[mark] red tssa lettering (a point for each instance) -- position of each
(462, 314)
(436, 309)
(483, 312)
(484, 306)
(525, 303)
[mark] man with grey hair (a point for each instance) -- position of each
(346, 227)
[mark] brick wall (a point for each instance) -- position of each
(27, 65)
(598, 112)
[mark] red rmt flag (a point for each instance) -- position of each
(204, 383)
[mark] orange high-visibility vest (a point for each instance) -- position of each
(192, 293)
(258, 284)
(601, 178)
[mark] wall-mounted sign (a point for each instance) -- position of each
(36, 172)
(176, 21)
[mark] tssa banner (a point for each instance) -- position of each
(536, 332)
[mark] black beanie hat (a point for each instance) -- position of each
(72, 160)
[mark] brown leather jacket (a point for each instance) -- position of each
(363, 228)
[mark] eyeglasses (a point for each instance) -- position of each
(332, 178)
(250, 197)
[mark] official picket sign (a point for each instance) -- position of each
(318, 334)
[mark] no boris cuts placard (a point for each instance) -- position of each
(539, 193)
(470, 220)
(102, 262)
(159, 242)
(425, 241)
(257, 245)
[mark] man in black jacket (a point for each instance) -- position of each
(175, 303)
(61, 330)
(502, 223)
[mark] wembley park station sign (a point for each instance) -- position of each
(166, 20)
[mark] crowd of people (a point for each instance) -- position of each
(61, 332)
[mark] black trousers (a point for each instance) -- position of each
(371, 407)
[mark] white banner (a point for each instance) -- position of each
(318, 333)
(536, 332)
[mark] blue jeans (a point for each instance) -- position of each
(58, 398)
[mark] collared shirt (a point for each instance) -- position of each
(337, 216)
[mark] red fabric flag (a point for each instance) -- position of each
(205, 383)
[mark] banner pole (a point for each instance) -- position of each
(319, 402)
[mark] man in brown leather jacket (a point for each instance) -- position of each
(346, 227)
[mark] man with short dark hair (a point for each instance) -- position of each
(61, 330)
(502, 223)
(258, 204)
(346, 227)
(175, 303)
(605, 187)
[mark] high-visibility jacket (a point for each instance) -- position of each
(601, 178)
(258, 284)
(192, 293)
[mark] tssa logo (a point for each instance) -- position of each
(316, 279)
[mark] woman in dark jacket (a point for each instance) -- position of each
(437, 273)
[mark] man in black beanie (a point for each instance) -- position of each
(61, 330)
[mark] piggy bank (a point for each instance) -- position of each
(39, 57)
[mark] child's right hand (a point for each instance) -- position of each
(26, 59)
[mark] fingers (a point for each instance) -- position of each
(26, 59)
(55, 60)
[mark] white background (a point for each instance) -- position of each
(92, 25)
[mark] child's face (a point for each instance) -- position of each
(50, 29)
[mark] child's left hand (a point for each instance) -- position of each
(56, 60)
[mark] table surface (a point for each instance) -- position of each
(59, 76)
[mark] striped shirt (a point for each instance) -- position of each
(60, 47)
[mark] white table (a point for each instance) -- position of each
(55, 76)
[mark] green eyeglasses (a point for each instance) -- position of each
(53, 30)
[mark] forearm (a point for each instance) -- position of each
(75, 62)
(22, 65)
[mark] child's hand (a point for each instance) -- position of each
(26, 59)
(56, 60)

◆ **Exercise description**
Send back each record exactly, and include them all.

◆ **Answer section**
[mark] red tssa lettering (a point for each instance) -- position of each
(462, 314)
(436, 309)
(483, 312)
(484, 306)
(525, 303)
[mark] man with grey hair (a point for each instance) -- position of each
(346, 227)
[mark] brick wall (a point for each instance) -- position of each
(27, 65)
(598, 112)
[mark] red rmt flag (a point for each instance) -- position of each
(204, 383)
[mark] orange high-visibility vest (a point for each instance) -- position of each
(192, 293)
(258, 284)
(601, 178)
[mark] wall-mounted sign (a point for each instance) -- position of each
(36, 172)
(176, 21)
[mark] tssa banner (a point for each instance) -- position of each
(536, 332)
[mark] black beanie hat (a point for each instance) -- position of each
(72, 160)
[mark] brown leather jacket (a point for each instance) -- position of each
(363, 228)
[mark] eyeglasses (a point for each instance) -- position of each
(332, 178)
(250, 197)
[mark] official picket sign (a point for each instance) -- position of each
(318, 334)
[mark] no boris cuts placard (a point for each instance) -- position of each
(539, 193)
(470, 220)
(102, 262)
(159, 242)
(425, 241)
(257, 245)
[mark] man in black jacket (a point for each instance) -- position of each
(175, 303)
(61, 330)
(502, 223)
[mark] wembley park station sign (a point for each instance) -- position of each
(166, 20)
[mark] crowd of people (a point for each instance) -- position of each
(61, 332)
[mark] black trousers (a point for each instance) -- position of each
(371, 407)
[mark] white banner (a point for each instance) -- position of each
(318, 333)
(536, 332)
[mark] blue jeans (a point for each instance) -- position of each
(58, 398)
[mark] collared shirt (a point for each instance) -- position of each
(337, 216)
[mark] red fabric flag (a point for each instance) -- position of each
(205, 383)
[mark] banner pole (a point for each instance) -- position of each
(319, 402)
[mark] man in brown leather jacket (a point for each instance) -- position of each
(346, 227)
[mark] man with short dark hair (a point for each instance) -- position of each
(61, 330)
(502, 223)
(258, 204)
(346, 227)
(175, 303)
(605, 187)
[mark] high-visibility jacket (a point for each instance) -- position of each
(601, 178)
(258, 284)
(192, 293)
[mark] tssa logo (a point for each instance) -- position of each
(316, 279)
[mark] woman in dark jacket (a point for each instance) -- position of each
(437, 273)
[mark] man in black beanie (a point for each instance) -- position of each
(61, 330)
[mark] piggy bank (a point for each instance) -- position of each
(39, 57)
[mark] child's right hand (a point for each instance) -- position of each
(26, 59)
[mark] fingers (a point for each instance) -- position of each
(26, 59)
(55, 60)
[mark] white background (a point for each instance) -- position of each
(92, 25)
[mark] child's face (a point for each instance) -- position of each
(50, 29)
[mark] child's left hand (a point for each instance) -- position of each
(56, 60)
[mark] table surface (a point for each instance) -- position of each
(59, 76)
[mark] striped shirt (a point for each instance) -- position of each
(60, 47)
[mark] white table (a point for each instance) -- position of each
(55, 76)
[mark] green eyeglasses (a point for each instance) -- position of each
(53, 30)
[mark] forearm (a point for each instance) -- position of each
(75, 62)
(22, 65)
[mark] child's hand (a point for each instance) -- position of each
(26, 59)
(56, 60)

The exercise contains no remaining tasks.